• [Your objective]: Restate the following entries exactly. Keep the pictures out.
::: The input
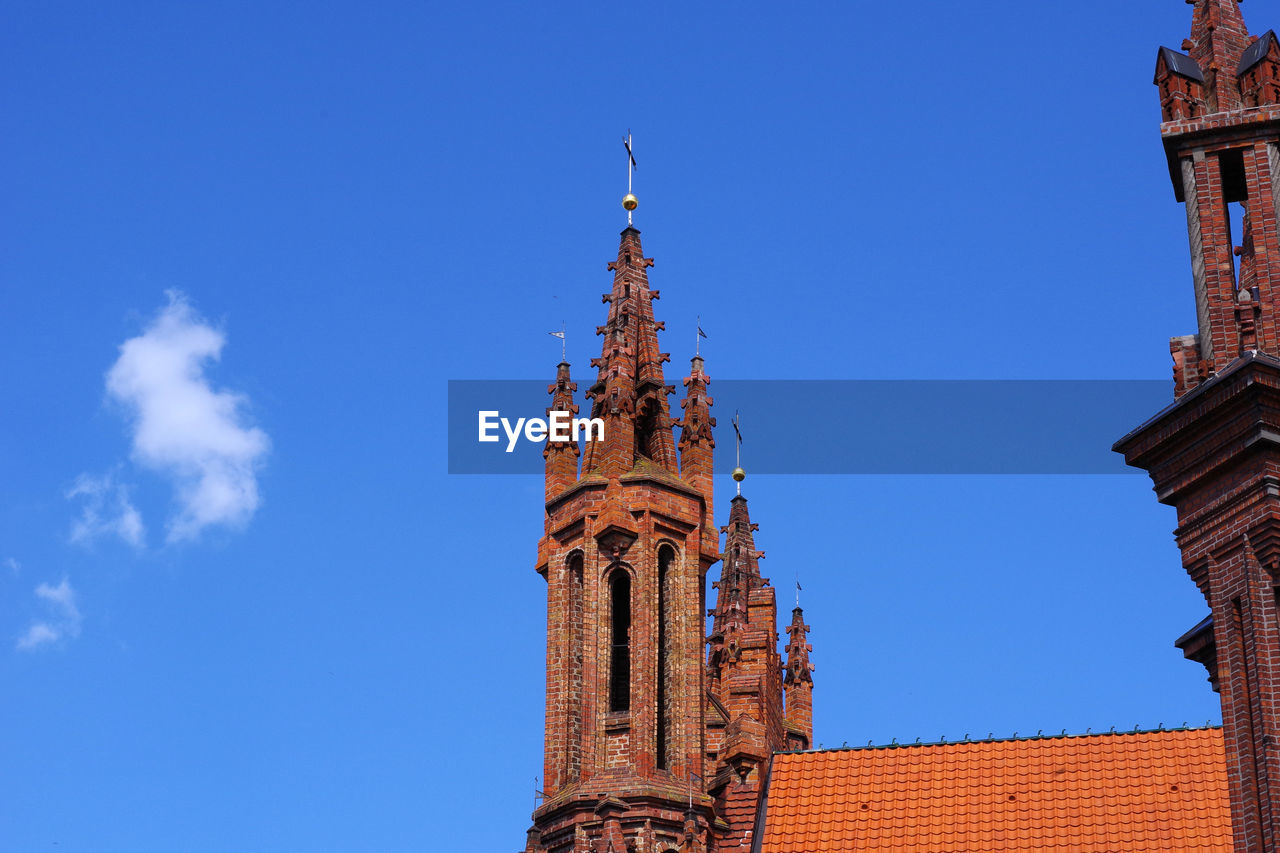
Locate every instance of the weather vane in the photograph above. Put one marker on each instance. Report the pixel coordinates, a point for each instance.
(561, 336)
(629, 201)
(739, 474)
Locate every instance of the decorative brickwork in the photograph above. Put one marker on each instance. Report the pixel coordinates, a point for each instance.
(632, 762)
(1215, 455)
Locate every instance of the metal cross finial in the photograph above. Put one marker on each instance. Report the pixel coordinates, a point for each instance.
(631, 167)
(737, 457)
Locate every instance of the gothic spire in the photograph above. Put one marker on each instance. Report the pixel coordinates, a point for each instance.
(740, 574)
(1219, 40)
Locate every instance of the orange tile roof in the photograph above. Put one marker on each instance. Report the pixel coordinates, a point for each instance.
(1141, 793)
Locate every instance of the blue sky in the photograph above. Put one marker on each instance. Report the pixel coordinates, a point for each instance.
(243, 606)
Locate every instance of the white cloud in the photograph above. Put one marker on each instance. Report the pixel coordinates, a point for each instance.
(105, 510)
(182, 427)
(63, 619)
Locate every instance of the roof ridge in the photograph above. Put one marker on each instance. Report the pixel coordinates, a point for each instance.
(1038, 735)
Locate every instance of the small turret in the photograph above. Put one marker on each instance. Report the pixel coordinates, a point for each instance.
(561, 456)
(798, 683)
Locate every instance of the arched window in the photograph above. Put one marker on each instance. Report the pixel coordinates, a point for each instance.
(620, 641)
(574, 661)
(666, 619)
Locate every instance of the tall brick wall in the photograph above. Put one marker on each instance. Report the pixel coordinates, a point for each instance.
(1215, 455)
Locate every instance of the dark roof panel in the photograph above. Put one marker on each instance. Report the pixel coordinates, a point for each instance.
(1182, 64)
(1256, 51)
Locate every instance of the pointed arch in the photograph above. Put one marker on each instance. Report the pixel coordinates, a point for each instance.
(620, 641)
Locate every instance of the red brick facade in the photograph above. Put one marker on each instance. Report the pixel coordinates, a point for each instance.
(1215, 455)
(652, 743)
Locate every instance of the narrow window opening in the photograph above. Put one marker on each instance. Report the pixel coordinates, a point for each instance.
(1235, 226)
(620, 657)
(666, 710)
(574, 721)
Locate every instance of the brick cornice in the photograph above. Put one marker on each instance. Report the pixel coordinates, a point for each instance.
(1210, 429)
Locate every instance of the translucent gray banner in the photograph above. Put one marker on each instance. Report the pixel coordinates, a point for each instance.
(853, 427)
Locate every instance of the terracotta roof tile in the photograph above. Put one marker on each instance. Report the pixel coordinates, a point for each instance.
(1146, 792)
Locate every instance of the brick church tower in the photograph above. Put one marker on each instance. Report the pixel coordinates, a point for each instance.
(1215, 454)
(650, 744)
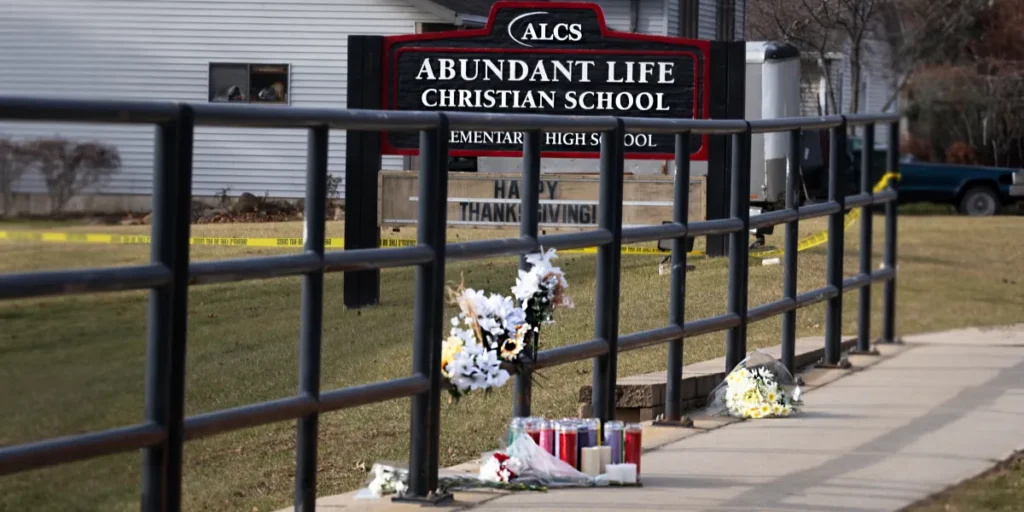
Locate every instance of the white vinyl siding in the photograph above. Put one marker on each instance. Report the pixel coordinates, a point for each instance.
(161, 50)
(877, 72)
(740, 27)
(708, 28)
(672, 17)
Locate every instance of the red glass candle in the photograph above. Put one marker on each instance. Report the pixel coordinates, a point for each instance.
(547, 436)
(567, 443)
(633, 445)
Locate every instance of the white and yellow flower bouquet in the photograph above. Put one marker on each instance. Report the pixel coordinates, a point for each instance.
(759, 387)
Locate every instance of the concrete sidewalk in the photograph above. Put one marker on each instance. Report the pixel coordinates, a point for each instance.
(941, 409)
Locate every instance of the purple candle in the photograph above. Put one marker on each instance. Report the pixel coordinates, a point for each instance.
(548, 437)
(594, 429)
(613, 438)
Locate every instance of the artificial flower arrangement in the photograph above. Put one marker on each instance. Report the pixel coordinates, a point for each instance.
(759, 387)
(493, 329)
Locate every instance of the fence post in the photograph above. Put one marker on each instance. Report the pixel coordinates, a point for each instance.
(739, 201)
(429, 308)
(791, 254)
(606, 302)
(677, 292)
(530, 187)
(312, 317)
(864, 294)
(889, 306)
(167, 330)
(834, 266)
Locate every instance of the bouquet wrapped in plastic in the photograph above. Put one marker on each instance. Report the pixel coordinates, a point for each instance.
(522, 466)
(759, 387)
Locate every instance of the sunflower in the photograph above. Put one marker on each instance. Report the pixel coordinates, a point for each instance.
(511, 348)
(452, 346)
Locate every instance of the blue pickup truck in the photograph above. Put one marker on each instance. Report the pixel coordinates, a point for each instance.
(972, 189)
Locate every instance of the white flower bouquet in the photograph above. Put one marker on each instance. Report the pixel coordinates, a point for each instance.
(488, 330)
(542, 289)
(492, 330)
(759, 387)
(522, 466)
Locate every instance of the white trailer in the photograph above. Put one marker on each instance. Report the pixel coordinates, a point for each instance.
(772, 92)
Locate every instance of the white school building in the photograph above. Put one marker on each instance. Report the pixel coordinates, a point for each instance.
(288, 51)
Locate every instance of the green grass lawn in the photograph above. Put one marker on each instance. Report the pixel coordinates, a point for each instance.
(76, 364)
(999, 489)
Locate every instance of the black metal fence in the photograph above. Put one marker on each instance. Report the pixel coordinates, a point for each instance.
(170, 272)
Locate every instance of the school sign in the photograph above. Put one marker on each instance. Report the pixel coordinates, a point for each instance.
(546, 57)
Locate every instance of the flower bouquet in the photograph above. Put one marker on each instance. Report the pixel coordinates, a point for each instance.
(523, 466)
(492, 330)
(759, 387)
(488, 330)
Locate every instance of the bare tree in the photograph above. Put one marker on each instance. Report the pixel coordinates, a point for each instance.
(936, 33)
(14, 162)
(806, 24)
(822, 28)
(69, 168)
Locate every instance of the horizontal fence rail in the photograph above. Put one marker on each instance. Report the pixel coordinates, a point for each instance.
(170, 272)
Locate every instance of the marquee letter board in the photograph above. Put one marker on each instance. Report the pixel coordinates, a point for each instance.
(547, 57)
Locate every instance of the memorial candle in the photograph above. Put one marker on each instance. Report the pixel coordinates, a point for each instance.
(516, 427)
(567, 443)
(633, 445)
(534, 428)
(594, 429)
(547, 436)
(583, 438)
(613, 438)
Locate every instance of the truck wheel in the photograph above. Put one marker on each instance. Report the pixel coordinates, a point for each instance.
(979, 202)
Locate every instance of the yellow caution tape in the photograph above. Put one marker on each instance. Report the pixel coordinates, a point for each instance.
(76, 238)
(51, 237)
(822, 237)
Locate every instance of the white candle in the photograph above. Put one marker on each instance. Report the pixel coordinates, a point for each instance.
(591, 463)
(623, 473)
(605, 452)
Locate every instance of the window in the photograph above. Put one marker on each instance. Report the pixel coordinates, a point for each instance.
(689, 18)
(249, 83)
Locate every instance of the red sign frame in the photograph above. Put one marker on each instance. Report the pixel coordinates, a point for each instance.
(389, 73)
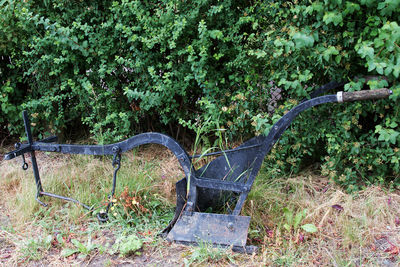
::::::
• [Your solution]:
Locate every instance of the weather vane in the photograph above. Put one marker on each instance. Report the pixel coordinates, a point for each instance.
(561, 336)
(629, 201)
(739, 474)
Locate every instance of the decorative brickwork in the photograph above. Put one marker on each instance. Report the pixel coordinates, a point for each instance.
(632, 762)
(1215, 455)
Locate every instance of the metal cross finial in the photograph above. Put one marker on each instance. Report the pixel coordinates, a point for each instance.
(631, 167)
(737, 457)
Locate every instance of the gothic spire in the photograph above. Put one marker on each instance. Report the pixel coordinates, a point for each instance.
(740, 574)
(1219, 40)
Locate every instance of the orange tile roof in the photograph above. Put one marker on each instance. Report the pixel coordinates, a point for each instance.
(1141, 793)
Locate every instance of the blue sky in the photograph above. Put one marker on each instance. Report the pixel coordinates, a point for each instance.
(243, 606)
Locate every instance of the white cloud in the photograph above. Put one marker on each instance. Report the pixel coordinates, a point for each instance.
(105, 510)
(182, 427)
(63, 619)
Locate every instance of the roof ridge in the photograph above. Put one marker on each instance. Report the pixel coordinates, a point for each instance.
(1038, 735)
Locate every instance of the small turret in the photograph above. Put one marker on each instance. Report the pixel coordinates, a point for each instance.
(561, 456)
(798, 683)
Locate every instance of the arched window in the photograph above. Put one marker on each instance. Report the pixel coordinates, a point for each instance.
(620, 641)
(574, 661)
(666, 619)
Locate every instance of the tall brick wall in the photograph above. Put one marker on each instance. Report the pixel coordinates, a point for each instance.
(1215, 455)
Locate every instance of the dark roof panel in the photograph above. Put one marker on each instance. Report the pixel coordinates, a point for each instance.
(1182, 64)
(1256, 51)
Locate every instance of the pointed arch in the photograph above. Put one marker on each instance. Report the pixel coordinates, a point for each instance.
(620, 641)
Locate every instance of the red brick facade in the photograph above. Put one marker on each instance. Report the pixel coordinates, a point for each instance.
(1215, 455)
(652, 743)
Locate every instance of the narrow window opening in the photograph above. Put one marker on each instance. Report the pixel coordinates, a point for each instance.
(1235, 226)
(620, 657)
(666, 710)
(574, 721)
Locate every instance of the brick cornice in the photograph above. Put one marker on each instance. Report the pixel coordinates, a point for each instance.
(1210, 429)
Locate every instance of the translucent gray banner in the photograph above. Put one marker on each instance. Report the pixel coordinates, a point for each instance.
(853, 427)
Locate every instance of the terracotta roof tile in the photograph above. Put one marker on each instance. Report the pixel coordinates, a point for each instance.
(1146, 792)
Locate every instance of the brick church tower in the photograph above. Put one marker on each instance. Report the pixel coordinates, a point for each instance.
(1215, 454)
(650, 744)
Locate every instance of the white vinyl siding in the photograph above. Put one marker on each instance. Report the pixel coordinates, a point for each instance.
(161, 50)
(877, 72)
(740, 27)
(708, 28)
(672, 17)
Locate every instance of the red glass candle in the photograph above. Put one marker on each instance. Report the pixel coordinates, a point for each instance.
(547, 436)
(567, 443)
(633, 445)
Locate every instance of the white and yellow flower bouquet in the photograph above. Put one marker on each instance. Report the pixel coordinates, a point for each instance.
(759, 387)
Locate every instance of the concrete sidewalk in the photograph above. Put one marker on each instance. Report the pixel coordinates, a point for each instance.
(941, 409)
Locate every instance of the purple candle in the photograph above. Put one marker on each instance. Report the pixel coordinates, a point for each instance.
(548, 437)
(594, 429)
(613, 438)
Locate every instance of the artificial flower arrangement in the photograph above. Put one marker on each instance. Report the pixel coordinates, a point for each instance.
(759, 387)
(493, 329)
Locate every instance of the fence post in the photograph above. Put one marker on each instance. Report the pixel coordinates, a point for each instance.
(739, 201)
(429, 308)
(791, 254)
(606, 302)
(677, 292)
(530, 187)
(312, 317)
(864, 294)
(889, 306)
(167, 330)
(834, 266)
Locate every instance of the bouquet wrapped in plastic in the photograph above. Put one marker on each instance. Report the pixel coordinates, a point for each instance.
(522, 466)
(759, 387)
Locate every instance of the sunflower in the photograph above. Put one marker on each instance. Report the pixel coordinates, a point for each instance.
(511, 348)
(452, 346)
Locate every instance of the blue pickup truck in the photograph above. Put one marker on each instance. Report the pixel coordinates, a point for each instance.
(972, 189)
Locate every instance of the white flower bouquet in the photograph above. Put one marker on each instance. Report the pixel coordinates, a point for each instance.
(488, 330)
(542, 289)
(492, 330)
(759, 387)
(522, 466)
Locate every instance of the white trailer in the photograph above. Put one marker on each instance. Report the pixel coordinates, a point for each instance.
(772, 92)
Locate every instance of the white school building in the photograph above. Put one marker on each instance. Report the pixel coordinates, a point for each instance.
(288, 51)
Locate every instance of the green grass lawn in the photograph above. Put one marker on each instance. Report the pixel coordinates, a point for each instance.
(76, 364)
(999, 489)
Locate every instance of the black metal fence in the photograph above. Put one marker on each instance. Report the pixel coordinates, a point for each instance.
(170, 272)
Locate every instance of the school sign in the photograph above. Put one marker on each instance. Report the pixel coordinates, a point for each instance.
(546, 57)
Locate every instance of the flower bouquet in the photograph above. Put one marker on each instance. Report the pixel coordinates, a point for each instance.
(523, 466)
(492, 330)
(759, 387)
(488, 330)
Locate every instance of the bare tree in the photograph above. Put one marker on each instance. Report the pixel coordinates, a point for each instance.
(936, 33)
(14, 162)
(806, 24)
(822, 28)
(69, 168)
Locate every instance of the horizontal fence rail in the photograph above. Put one marker on each instance. Report the pixel coordinates, a point for each instance.
(170, 272)
Locate every instance of the marquee letter board in the photograph above. Put one marker on each instance. Report the pixel coordinates, a point for each instance.
(547, 57)
Locate every instance of the memorial candle in the photograph above. Put one marker on each instance. Report the pixel coordinates, a point for each instance.
(516, 427)
(567, 443)
(633, 445)
(534, 428)
(594, 429)
(547, 436)
(583, 438)
(613, 438)
Locate every instance of the truck wheel in the photograph above. Put one marker on each instance. Report the pixel coordinates, a point for each instance.
(979, 202)
Locate every instance of the yellow caution tape in the photograph above. Put one marker on each instance. Report the pixel coordinates, a point for each instance.
(76, 238)
(51, 237)
(822, 237)
Locate every instance of the white candle in the photograph above. Put one marker on each instance. Report the pixel coordinates, a point for each instance.
(591, 463)
(623, 473)
(605, 452)
Locate every instance of the window in the photograph above. Put one marker on each instance. Report the pixel coordinates, a point for each instance.
(689, 18)
(249, 83)
Locate every instance of the red sign frame in the photograph above. Put one marker on each instance. Report the pixel coordinates, a point for each instance.
(389, 73)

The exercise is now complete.